EXERCISE DETAILS: Rename "wheel arch" to "wheel well" in the listing from the line with "Find every instance of the chrome front" through the end of the listing. Give back only those lines, with everything else left unchanged.

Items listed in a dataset

-- Start --

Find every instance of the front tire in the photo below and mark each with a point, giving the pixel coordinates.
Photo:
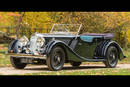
(56, 59)
(111, 57)
(75, 64)
(16, 63)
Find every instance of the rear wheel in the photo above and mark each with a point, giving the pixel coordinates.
(16, 63)
(75, 64)
(56, 59)
(112, 57)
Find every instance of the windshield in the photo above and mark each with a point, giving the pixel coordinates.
(66, 29)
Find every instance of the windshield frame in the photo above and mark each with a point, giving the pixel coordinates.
(76, 33)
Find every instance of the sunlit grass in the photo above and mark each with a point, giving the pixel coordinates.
(105, 71)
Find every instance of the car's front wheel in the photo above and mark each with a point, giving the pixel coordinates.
(16, 63)
(56, 59)
(111, 57)
(75, 64)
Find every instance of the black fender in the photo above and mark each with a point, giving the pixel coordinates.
(53, 43)
(12, 46)
(114, 43)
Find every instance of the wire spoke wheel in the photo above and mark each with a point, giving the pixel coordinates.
(56, 59)
(112, 57)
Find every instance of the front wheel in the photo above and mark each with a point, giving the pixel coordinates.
(75, 64)
(56, 59)
(111, 57)
(16, 63)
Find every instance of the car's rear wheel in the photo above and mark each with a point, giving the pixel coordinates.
(111, 57)
(56, 59)
(16, 63)
(75, 64)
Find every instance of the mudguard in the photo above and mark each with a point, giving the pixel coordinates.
(121, 55)
(12, 46)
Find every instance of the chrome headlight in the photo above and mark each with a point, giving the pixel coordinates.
(40, 41)
(23, 41)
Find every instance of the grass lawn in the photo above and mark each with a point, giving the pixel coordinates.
(105, 71)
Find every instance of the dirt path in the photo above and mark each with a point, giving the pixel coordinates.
(41, 68)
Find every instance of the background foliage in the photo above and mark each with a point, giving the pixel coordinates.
(93, 22)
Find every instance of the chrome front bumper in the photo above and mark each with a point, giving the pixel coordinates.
(27, 56)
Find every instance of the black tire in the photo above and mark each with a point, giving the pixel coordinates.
(56, 59)
(112, 57)
(75, 64)
(16, 63)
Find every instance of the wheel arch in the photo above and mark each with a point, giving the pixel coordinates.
(59, 44)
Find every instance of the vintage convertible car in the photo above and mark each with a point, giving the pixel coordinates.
(62, 45)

-- End --

ANSWER TO THIS PROBLEM:
Find every instance of the chrome front bumper in the photo above and mark each with a point, giving the pixel coordinates.
(27, 56)
Find every instance of the black tire in the photo above and mark each with a point, giving the pixel coordinates.
(56, 59)
(112, 57)
(75, 64)
(16, 63)
Find every instance of the wheel well in the photo above and mark each with a point, giving the pixel coordinates.
(59, 44)
Find every instance of the vintage convertible car in the photo above and mark each with a point, giving the pixel coordinates.
(62, 45)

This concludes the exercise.